PASSAGE ▸
If you do not specify the schema for returned results, it will create a table containing three columns:

  • Key (name of property or index of element, column type is NOT NULL VARCHAR(4000));
  • Value (value of property or index of element, column type is NOT NULL NVARCHAR(MAX));
  • Type (JSON data type of value, column type is TINYINT).

OPENJSON will return one table, where first-level properties will be rows, and each row will be one JSON property or array element. To demonstrate this, we will use sample JSON data and provide it as a string to see the output:

DECLARE @JSON NVARCHAR(MAX) = N'
{
	"JobTitle": "Chief Executive Officer",
	"City": "Newport Hills",
	"PersonName": {
		"FirstName": "Ken",
		"LastName": "Sánchez"
	}
}';

SELECT * FROM OPENJSON(@JSON)
sample JSON data

If the input data is in the incorrect format, the following error will be displayed:

DECLARE @JSON NVARCHAR(MAX) = N'
{
	"JobTitle": "Chief Executive Officer",
	"City": "Newport Hills",
	“SOMETHING_WRONG”,
	"PersonName": {
		"FirstName": "Ken",
		"LastName": "Sánchez"
	}
}';

SELECT * FROM OPENJSON(@JSON)
input data is in the incorrect format

In this example, we returned only first-level properties. If we wish to return complex values of JSON documents (objects and arrays), we need to specify a path argument. See the next example with returning the PersonName element:

DECLARE @JSON NVARCHAR(MAX) = N'
{
	"JobTitle": "Chief Executive Officer",
	"City": "Newport Hills",
	"PersonName": {
		"FirstName": "Ken",
		"LastName": "Sánchez"
	}
}';

SELECT * FROM OPENJSON(@JSON, '$.PersonName')
JSON is not properly formatted

Again, if JSON is not properly formatted, the SQL Server engine will throw an exception. Let’s make an intended mistake in the same JSON text – we’ll omit one quotation sign next to FirstName:

DECLARE @JSON NVARCHAR(MAX) = N'
{
	"JobTitle": "Chief Executive Officer",
	"City": "Newport Hills",
	"PersonName": {
		FirstName: "Ken",
		"LastName": "Sánchez"
	}
}';

SELECT * FROM OPENJSON(@JSON, '$.PersonName')
loading data in a comma-separated-value format

A frequent problem is loading data in a comma-separated-value format, and we can use OPENJSON to help us with this:

USE AdventureWorks2019

DECLARE @NationalIDNumberIDs AS VARCHAR(100) = '295847284,245797967';

SELECT [BusinessEntityID]
      ,[NationalIDNumber]
      ,[LoginID]
      ,[OrganizationNode]
      ,[OrganizationLevel]
  FROM [HumanResources].[Employee] Emp
    INNER JOIN ( SELECT value FROM OPENJSON('[' + @NationalIDNumberIDs + ']') )

DATA TO USE ▸

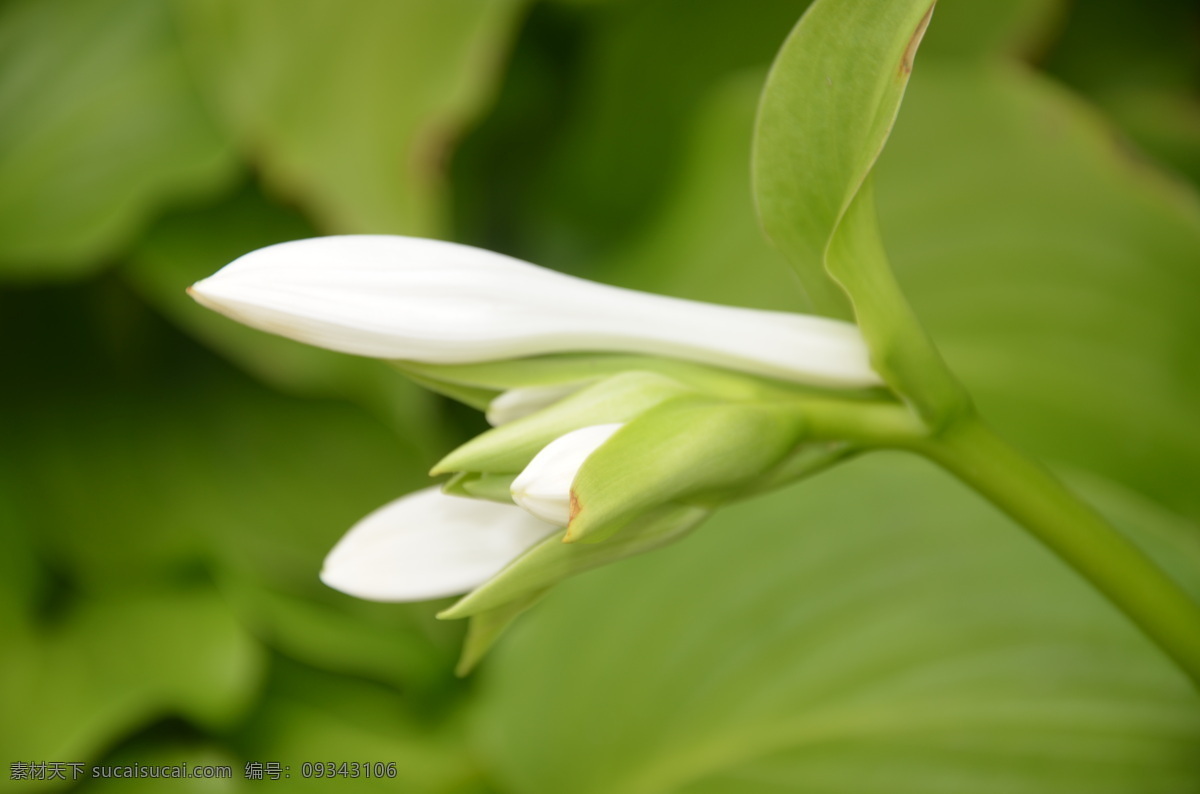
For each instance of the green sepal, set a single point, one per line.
(495, 377)
(689, 449)
(486, 627)
(473, 485)
(552, 560)
(474, 396)
(509, 447)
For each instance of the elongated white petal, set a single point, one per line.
(441, 302)
(519, 403)
(544, 487)
(429, 545)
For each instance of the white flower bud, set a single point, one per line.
(544, 487)
(441, 302)
(427, 546)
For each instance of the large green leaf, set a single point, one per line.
(820, 641)
(827, 110)
(351, 109)
(309, 716)
(586, 143)
(101, 125)
(1057, 272)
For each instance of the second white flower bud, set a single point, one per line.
(544, 487)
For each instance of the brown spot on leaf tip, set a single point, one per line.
(910, 52)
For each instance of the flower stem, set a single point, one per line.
(1036, 499)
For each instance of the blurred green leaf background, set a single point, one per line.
(169, 482)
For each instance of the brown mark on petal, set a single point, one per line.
(910, 52)
(575, 507)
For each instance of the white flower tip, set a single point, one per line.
(429, 545)
(544, 487)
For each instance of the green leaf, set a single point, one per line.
(118, 662)
(561, 169)
(102, 125)
(309, 716)
(1055, 268)
(679, 451)
(509, 447)
(827, 109)
(351, 109)
(879, 630)
(707, 218)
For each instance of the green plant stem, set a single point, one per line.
(1036, 499)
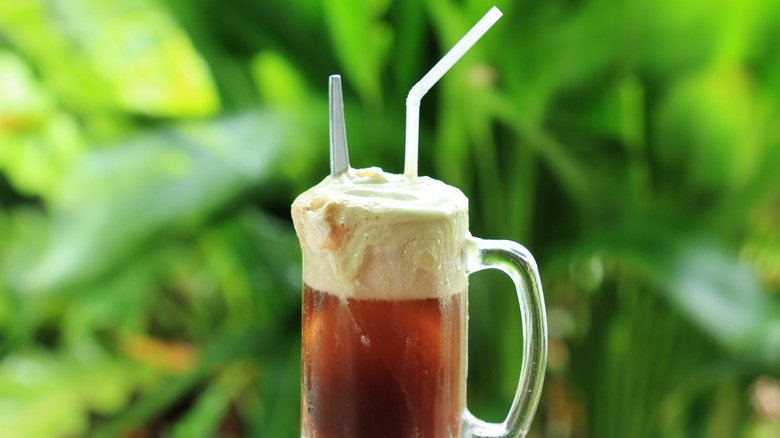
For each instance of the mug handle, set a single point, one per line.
(519, 264)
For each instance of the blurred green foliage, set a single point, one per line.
(149, 151)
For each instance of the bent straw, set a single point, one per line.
(420, 88)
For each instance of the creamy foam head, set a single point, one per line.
(374, 235)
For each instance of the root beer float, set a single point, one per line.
(386, 260)
(384, 304)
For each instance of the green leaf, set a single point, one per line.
(52, 395)
(123, 199)
(715, 290)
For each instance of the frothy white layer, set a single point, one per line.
(368, 234)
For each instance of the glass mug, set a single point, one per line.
(387, 359)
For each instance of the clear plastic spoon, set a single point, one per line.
(339, 155)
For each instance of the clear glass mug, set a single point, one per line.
(395, 367)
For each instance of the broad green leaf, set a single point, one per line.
(122, 199)
(712, 288)
(52, 395)
(362, 43)
(132, 57)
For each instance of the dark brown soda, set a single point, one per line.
(382, 369)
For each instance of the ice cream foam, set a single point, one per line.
(369, 234)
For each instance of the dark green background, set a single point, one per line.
(150, 149)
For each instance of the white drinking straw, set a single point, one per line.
(420, 88)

TASK SET ▸
[A] Answer these questions about the OPENJSON passage, one answer per line:
(i) What column type does the Value column have when no schema is specified?
(ii) What must be specified to return complex values such as objects and arrays?
(iii) Which database does the comma-separated-value example use?
[B] Revise the records from the line holding "For each instance of the glass" through the end of the records, inclusive, by replacing "mug" with "tankard". Keep everything else the same, and give back only those lines.
The text and the records do not share a source.

TASK-BY-TASK SOLUTIONS ▸
[A]
(i) NOT NULL NVARCHAR(MAX)
(ii) A path argument
(iii) AdventureWorks2019

[B]
For each instance of the glass tankard, set a single point, one per line.
(387, 359)
For each instance of the clear plastic spoon, set a single point, one per line.
(339, 155)
For each instance of the clear glass tankard, set a single point, one per line.
(395, 367)
For each instance of the broad green leaf, set a single point, one per line.
(122, 199)
(712, 288)
(52, 395)
(362, 43)
(132, 57)
For each instance of the dark brown soda, set a single point, one per line.
(382, 369)
For each instance of the ice cream foam, set a single point, one per line.
(369, 234)
For each instance of the dark green background, set a single point, one per line.
(150, 149)
For each instance of the white drinking straw, set a single point, one per line.
(420, 88)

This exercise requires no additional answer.